(GIVEN RECORDS)
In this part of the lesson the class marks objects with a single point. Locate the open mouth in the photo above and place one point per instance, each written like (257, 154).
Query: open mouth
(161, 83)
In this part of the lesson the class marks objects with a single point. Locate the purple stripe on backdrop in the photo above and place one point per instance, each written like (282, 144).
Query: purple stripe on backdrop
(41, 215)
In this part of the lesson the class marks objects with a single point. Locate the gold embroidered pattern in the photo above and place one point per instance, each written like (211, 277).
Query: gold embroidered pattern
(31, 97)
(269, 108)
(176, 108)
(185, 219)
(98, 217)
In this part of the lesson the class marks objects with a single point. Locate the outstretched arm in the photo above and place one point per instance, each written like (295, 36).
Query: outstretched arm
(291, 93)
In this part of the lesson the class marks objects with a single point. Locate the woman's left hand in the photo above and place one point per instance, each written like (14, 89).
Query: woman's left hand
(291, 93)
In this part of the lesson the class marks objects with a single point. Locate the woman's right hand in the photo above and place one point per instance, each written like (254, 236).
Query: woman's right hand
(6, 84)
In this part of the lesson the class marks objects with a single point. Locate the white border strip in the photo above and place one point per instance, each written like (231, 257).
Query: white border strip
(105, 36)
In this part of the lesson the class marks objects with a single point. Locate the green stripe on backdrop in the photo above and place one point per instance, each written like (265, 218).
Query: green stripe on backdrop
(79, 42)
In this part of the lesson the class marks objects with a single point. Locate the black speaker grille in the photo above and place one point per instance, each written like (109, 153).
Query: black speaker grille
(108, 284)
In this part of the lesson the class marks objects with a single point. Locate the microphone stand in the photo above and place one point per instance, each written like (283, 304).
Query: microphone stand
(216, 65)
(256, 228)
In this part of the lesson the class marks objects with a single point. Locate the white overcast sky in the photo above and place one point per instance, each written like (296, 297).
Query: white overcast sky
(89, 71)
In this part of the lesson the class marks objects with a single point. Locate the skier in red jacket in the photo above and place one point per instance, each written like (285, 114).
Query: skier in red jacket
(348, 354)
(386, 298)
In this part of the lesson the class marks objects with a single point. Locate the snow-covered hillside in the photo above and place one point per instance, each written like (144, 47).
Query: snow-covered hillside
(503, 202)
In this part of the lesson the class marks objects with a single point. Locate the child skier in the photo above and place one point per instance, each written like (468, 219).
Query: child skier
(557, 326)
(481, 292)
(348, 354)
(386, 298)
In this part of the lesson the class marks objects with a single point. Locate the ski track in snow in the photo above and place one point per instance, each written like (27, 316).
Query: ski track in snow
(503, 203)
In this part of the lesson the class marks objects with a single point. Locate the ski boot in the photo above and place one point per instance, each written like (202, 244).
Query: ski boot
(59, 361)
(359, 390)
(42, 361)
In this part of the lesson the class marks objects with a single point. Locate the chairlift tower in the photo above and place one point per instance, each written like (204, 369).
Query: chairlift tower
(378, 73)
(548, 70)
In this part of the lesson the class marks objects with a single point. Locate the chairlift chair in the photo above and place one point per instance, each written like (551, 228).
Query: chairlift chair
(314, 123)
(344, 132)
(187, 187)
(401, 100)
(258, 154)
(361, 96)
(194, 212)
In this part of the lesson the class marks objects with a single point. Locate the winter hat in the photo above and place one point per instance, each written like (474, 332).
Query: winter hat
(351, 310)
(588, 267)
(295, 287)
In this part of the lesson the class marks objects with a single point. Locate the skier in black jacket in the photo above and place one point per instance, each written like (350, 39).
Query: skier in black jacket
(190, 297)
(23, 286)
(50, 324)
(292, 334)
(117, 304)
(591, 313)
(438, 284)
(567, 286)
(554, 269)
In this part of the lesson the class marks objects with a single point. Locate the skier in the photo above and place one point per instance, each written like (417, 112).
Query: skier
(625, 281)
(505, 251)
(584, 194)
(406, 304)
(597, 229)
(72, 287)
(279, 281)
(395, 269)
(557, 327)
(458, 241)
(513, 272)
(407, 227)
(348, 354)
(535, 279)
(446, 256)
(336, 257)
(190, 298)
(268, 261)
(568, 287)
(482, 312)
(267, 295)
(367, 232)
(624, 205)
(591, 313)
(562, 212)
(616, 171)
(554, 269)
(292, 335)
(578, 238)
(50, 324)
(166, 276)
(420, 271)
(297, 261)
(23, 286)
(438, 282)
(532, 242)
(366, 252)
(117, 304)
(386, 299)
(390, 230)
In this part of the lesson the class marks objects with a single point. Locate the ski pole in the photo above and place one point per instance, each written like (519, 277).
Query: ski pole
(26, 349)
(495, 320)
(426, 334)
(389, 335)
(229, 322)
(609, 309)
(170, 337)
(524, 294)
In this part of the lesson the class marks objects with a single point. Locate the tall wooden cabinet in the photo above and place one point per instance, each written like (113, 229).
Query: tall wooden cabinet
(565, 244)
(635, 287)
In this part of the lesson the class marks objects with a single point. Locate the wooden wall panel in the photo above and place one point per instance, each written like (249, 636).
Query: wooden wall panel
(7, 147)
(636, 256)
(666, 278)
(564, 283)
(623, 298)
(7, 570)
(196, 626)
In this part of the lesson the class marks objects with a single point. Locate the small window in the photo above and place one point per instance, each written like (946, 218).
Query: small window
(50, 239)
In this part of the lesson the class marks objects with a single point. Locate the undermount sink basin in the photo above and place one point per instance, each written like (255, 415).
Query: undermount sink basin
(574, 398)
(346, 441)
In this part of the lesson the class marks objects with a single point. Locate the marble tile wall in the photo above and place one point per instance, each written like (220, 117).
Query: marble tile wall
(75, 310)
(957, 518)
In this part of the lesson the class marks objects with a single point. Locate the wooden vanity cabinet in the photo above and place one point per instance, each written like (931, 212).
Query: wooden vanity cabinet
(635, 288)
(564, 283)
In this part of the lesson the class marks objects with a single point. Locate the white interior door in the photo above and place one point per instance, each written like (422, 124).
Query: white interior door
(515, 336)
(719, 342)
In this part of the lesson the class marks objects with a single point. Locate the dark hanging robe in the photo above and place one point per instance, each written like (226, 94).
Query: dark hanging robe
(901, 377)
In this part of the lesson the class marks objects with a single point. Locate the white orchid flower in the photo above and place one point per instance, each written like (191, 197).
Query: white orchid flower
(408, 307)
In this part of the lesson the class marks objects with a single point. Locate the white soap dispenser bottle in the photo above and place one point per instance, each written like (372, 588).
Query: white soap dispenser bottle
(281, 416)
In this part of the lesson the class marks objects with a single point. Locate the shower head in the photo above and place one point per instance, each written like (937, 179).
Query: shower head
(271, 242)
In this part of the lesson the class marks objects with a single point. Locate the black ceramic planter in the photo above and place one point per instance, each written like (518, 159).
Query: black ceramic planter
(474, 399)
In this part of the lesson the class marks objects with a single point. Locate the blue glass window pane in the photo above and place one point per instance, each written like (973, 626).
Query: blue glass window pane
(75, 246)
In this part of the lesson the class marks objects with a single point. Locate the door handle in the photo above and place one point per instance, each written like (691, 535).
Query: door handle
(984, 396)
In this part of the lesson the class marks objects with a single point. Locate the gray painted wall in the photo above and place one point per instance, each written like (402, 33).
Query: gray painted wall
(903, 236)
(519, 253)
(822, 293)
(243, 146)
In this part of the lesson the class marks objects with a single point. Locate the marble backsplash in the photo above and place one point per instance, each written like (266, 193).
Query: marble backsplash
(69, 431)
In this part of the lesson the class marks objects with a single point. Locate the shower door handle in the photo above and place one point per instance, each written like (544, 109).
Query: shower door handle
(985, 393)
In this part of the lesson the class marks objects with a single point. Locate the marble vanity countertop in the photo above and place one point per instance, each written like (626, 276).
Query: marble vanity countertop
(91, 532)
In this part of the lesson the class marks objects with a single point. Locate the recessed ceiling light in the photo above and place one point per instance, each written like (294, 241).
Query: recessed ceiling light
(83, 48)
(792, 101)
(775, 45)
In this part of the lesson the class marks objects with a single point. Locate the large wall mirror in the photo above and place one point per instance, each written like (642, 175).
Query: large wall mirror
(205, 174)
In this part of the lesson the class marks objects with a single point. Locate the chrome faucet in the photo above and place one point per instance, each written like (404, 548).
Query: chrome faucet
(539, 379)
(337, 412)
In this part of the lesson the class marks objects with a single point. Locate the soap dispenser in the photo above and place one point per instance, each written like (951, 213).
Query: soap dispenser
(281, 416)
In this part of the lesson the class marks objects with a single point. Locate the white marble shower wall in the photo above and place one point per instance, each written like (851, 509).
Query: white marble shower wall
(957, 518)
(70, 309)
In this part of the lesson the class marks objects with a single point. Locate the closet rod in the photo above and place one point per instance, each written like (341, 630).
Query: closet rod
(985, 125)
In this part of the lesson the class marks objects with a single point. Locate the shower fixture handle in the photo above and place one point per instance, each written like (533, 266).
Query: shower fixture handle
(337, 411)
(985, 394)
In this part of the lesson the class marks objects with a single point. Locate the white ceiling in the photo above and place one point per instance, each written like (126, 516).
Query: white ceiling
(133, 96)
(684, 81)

(TASK TO CARRY OUT) Copy out the records verbatim, starting at the line that contains "like (126, 516)." and running through the end of the records.

(TASK ANSWER)
In this part of the lesson the class marks objects with a single point. Locate the white ceiling in the photo above and place one point per instance, each written like (126, 516).
Query: white ceiling
(133, 96)
(684, 81)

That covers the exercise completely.